Return every line of the records below that contains the word "leaf". Treat case as significant.

Data excerpts |
★ ★ ★
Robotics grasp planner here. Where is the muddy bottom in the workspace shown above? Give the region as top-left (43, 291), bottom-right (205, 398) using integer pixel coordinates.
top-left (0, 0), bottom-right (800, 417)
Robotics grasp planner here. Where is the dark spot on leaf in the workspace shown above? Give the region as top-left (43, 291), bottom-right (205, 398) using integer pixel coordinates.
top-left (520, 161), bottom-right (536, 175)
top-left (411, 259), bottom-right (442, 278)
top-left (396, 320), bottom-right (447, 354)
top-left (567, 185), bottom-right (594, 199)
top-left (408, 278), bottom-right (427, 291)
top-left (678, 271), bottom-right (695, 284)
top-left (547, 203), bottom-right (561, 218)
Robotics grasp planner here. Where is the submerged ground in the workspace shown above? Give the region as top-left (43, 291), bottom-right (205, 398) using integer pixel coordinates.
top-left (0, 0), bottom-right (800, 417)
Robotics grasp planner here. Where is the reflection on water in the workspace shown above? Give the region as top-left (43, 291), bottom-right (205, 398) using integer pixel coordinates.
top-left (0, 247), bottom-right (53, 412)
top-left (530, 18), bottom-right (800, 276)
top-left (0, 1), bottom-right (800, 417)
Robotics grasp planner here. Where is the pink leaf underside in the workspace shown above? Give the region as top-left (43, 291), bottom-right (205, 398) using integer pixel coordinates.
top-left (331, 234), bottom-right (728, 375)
★ ★ ★
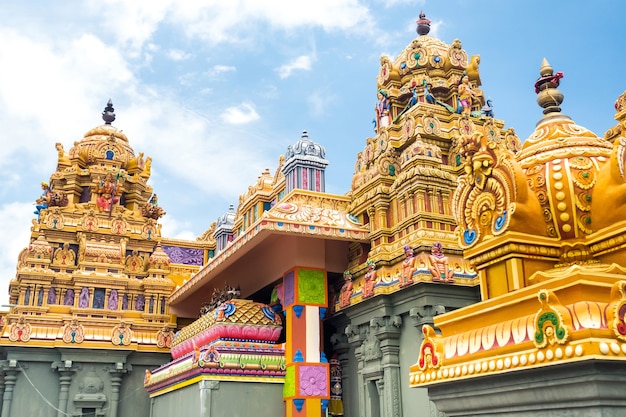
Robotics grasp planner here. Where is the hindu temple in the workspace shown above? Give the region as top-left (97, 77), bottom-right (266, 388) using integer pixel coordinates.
★ ★ ★
Solution for this exercise |
Robotics grasp planner here. Where is the dark spot on leaf in the workspace shown above? Give the region as top-left (43, 291), bottom-right (205, 398) using integer pixel coordinates.
Robotics grasp planner here. Where is the pink leaf underside in the workspace shown above? Give the region as top-left (43, 291), bottom-right (205, 398) using integer pixel coordinates.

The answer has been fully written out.